REQUIRED TASKS:
**A.** Could you copy the part of the testimony transcript that opens with the words containing "A.        It did." and closes with "as most people."?
**B.** In the testimony transcript, what things does Mr. Wiens say he does not know when "this thing" comes into his head?

GIVEN PASSAGE:
* * *
A.        Yes; because of the deductible and the insurance company is pretty stingy.

 

Q.        You didn't see the money the insurance company paid you as a financial gain to be reported?

 

A.        No, I didn't.  I don't exactly recall.

 

 

A.        To the best of my recollection, I deducted the insurance from expenses. I had a lot of bills and so on go missing, but I can't really remember what happened.  I know I grossly understated my losses.

 

[59]         In relation to the Appellant’s general ability to remember what occurred, he testified that:

 

Q.        Mr. Wiens, how would you define your ability to remember things today?

 

A.        I think I can remember some things. I did have chemotherapy, and I have a foggy condition.

 

 

Q.        ...  What would you say that your mental faculty is now, and did it start getting better? If so, when?

 

A.        It did. I have good days sometimes, but I have blank spots in my memory. I can't remember a lot of things like I used to be able to. Some days I can't think of ‑‑ I don't know anything. There have been times when I don't know even know who I am. All of a sudden I have this thing in my head. I don't know what I'm doing, who I am or what is going on, but that's rare. I'm smart enough to know I'm not as smart enough as most people.
* * *
ITEMS:
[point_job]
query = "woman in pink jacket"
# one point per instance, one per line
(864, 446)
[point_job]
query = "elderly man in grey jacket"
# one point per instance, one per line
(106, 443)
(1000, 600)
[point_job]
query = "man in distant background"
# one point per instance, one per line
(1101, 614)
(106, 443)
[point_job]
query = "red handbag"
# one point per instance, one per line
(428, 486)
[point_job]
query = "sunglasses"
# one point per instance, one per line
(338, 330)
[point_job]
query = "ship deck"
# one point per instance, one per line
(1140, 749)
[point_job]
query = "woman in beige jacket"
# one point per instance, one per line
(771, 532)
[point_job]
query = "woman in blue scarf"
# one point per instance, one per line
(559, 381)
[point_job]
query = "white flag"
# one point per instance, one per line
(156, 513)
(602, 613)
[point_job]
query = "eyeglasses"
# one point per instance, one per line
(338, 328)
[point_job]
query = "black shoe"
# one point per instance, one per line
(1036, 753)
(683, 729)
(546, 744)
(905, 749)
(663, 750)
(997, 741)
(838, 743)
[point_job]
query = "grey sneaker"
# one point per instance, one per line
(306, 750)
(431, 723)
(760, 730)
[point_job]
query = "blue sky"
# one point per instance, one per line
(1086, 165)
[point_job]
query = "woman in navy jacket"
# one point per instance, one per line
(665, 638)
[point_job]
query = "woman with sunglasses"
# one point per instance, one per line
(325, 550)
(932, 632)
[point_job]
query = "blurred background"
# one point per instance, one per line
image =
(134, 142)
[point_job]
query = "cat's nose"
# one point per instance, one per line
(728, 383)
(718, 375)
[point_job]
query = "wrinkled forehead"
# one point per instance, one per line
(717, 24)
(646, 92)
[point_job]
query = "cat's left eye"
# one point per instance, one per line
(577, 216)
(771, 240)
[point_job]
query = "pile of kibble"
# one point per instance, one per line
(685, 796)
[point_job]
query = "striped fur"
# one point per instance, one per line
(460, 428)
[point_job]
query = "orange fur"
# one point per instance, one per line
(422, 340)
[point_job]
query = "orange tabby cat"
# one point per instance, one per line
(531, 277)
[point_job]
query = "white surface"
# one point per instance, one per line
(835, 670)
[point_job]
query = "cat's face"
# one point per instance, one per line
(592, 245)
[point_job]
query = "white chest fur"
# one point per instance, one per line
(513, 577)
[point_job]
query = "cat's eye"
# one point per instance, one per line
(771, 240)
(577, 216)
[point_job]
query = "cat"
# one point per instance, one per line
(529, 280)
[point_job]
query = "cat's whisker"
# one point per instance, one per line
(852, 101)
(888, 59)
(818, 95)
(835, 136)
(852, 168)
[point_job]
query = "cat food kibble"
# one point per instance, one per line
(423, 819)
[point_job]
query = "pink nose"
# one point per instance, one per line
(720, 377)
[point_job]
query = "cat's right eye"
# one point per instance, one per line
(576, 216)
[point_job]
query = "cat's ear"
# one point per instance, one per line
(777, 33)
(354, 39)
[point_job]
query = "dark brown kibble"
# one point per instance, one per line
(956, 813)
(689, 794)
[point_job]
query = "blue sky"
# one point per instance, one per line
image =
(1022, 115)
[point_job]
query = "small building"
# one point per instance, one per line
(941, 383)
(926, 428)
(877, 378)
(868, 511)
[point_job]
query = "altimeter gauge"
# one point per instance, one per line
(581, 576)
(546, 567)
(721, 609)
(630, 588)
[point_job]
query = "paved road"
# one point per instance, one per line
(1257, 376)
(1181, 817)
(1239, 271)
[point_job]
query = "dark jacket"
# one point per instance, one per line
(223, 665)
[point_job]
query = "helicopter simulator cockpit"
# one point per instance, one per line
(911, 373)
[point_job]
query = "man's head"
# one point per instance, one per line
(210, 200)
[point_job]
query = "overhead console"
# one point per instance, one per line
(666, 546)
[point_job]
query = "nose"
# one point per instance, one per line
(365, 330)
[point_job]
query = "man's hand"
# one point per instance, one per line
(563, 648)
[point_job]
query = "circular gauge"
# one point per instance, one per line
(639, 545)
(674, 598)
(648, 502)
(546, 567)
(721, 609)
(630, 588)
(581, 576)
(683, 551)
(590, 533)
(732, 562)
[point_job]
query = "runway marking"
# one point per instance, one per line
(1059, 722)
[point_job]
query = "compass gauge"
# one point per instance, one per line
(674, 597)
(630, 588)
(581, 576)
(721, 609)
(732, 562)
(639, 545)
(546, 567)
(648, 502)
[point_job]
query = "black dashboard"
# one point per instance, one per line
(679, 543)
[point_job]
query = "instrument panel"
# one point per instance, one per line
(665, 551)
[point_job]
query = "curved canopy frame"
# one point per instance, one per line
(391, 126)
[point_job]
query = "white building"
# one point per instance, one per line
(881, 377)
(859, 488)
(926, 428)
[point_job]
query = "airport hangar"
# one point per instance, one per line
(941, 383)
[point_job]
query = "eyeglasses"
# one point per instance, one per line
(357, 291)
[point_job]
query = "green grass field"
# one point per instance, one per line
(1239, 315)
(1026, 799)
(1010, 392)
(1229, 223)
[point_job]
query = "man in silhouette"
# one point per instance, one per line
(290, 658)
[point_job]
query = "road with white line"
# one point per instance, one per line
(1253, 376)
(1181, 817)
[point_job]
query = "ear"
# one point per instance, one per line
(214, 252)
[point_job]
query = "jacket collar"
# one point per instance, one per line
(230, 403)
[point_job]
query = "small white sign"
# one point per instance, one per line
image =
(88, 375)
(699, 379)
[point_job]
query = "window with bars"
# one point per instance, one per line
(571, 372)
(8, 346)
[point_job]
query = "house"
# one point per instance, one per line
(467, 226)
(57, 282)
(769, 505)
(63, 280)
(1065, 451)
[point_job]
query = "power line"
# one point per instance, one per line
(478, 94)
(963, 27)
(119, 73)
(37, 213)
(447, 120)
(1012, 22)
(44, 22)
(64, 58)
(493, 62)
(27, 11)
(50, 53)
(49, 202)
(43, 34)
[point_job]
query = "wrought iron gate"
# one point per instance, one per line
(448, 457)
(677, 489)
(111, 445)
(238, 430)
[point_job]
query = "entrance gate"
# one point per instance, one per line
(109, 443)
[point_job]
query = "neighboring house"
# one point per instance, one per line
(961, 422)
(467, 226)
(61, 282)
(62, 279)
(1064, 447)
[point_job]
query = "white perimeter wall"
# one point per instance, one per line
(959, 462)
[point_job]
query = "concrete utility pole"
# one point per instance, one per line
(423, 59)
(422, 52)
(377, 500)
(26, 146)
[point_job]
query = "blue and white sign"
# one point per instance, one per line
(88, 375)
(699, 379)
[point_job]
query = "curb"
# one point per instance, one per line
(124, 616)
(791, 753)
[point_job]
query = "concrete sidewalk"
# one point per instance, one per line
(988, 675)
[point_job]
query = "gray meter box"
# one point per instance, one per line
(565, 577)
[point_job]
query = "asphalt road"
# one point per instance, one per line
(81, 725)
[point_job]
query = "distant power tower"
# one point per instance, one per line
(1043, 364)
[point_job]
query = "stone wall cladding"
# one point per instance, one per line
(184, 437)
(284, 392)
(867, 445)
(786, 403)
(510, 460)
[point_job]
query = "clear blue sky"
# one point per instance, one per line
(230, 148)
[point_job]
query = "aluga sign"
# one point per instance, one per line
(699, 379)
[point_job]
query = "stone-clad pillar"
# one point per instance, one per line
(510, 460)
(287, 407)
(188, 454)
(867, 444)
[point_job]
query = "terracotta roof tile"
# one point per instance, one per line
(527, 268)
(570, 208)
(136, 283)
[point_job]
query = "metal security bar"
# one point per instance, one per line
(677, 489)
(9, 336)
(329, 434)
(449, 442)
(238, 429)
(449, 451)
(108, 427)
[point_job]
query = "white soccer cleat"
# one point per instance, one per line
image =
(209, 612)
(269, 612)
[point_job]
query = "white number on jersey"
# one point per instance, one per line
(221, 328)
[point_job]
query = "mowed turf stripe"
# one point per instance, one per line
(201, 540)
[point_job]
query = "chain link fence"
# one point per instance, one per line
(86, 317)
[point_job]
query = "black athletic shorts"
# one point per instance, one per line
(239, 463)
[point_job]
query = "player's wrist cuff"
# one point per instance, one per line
* * *
PROBLEM SOLUTIONS:
**A.**
A.        It did. I have good days sometimes, but I have blank spots in my memory. I can't remember a lot of things like I used to be able to. Some days I can't think of ‑‑ I don't know anything. There have been times when I don't know even know who I am. All of a sudden I have this thing in my head. I don't know what I'm doing, who I am or what is going on, but that's rare. I'm smart enough to know I'm not as smart enough as most people.

**B.** What he is doing, who he is, and what is going on.